Challenge = Convert every entry below into a two-column CSV with the header text,answer, with one row per entry holding its text and its answer. Put each value in its own quoted field, and replace any line breaks with spaces.
begin Data for processing
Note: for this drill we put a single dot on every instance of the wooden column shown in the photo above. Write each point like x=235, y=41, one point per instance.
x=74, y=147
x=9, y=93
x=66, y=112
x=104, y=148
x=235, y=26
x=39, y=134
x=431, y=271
end Data for processing
Response to the task =
text,answer
"Note: for this drill we put a single dot on every instance of the wooden column shown in the photo above. Write each point like x=235, y=41, one point per instance.","x=74, y=147 x=9, y=93 x=66, y=112 x=104, y=148 x=235, y=26 x=39, y=134 x=431, y=271"